DATA FOR THE TASK:
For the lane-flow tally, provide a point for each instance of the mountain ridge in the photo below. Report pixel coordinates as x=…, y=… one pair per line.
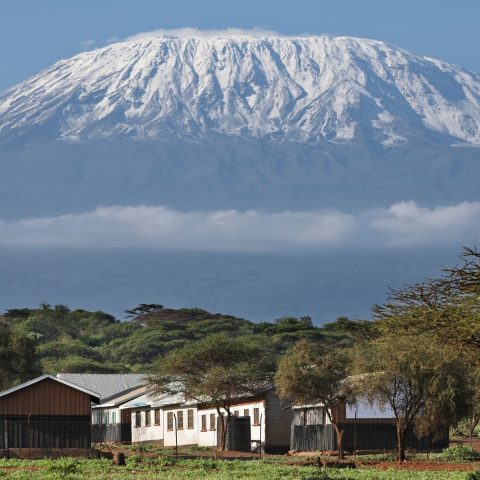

...

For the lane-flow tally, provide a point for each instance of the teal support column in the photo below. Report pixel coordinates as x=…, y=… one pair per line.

---

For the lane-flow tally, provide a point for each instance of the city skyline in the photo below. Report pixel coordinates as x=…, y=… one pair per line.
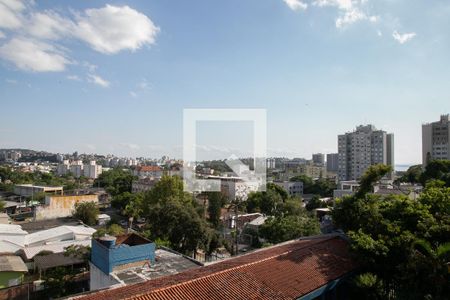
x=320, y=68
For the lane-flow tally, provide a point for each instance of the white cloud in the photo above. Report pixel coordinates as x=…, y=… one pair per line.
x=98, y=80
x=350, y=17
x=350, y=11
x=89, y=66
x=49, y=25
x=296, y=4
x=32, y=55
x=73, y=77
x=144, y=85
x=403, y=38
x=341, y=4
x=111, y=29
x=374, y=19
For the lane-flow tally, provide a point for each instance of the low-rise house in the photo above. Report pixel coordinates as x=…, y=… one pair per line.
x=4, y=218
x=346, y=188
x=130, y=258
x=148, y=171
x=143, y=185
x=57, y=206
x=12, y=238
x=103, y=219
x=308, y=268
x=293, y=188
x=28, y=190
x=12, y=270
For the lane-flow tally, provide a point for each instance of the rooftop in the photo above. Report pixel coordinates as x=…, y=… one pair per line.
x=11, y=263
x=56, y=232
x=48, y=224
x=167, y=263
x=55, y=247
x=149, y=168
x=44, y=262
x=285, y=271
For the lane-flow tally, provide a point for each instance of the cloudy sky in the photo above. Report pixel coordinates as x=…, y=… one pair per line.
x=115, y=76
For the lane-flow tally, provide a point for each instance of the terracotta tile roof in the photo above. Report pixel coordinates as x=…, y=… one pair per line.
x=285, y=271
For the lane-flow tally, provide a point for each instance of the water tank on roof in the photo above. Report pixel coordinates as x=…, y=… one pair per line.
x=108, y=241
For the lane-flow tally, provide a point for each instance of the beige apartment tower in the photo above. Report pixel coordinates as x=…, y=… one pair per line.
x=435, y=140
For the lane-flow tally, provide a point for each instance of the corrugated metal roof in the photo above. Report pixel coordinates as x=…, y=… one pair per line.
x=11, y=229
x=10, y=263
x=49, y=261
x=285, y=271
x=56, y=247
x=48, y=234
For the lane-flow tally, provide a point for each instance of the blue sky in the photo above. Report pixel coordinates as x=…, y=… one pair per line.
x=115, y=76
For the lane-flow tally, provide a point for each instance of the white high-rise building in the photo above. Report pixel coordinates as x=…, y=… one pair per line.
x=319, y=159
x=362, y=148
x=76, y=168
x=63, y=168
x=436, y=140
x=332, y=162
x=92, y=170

TO DO: Copy out the entries word for word, from the line with "of the blue" up to and including the line with "x=92, y=170".

ANSWER TO THE PROBLEM:
For the lane-flow tally, provide a point for each instance of the blue sky in the photo above. Report pixel coordinates as x=…, y=… one pair per line.
x=115, y=76
For the lane-flow tally, provide a point for each instance of the white high-rise building in the photo above. Report pixel coordinates as x=…, y=… one pair per line.
x=319, y=159
x=362, y=148
x=76, y=168
x=63, y=168
x=436, y=140
x=332, y=162
x=92, y=170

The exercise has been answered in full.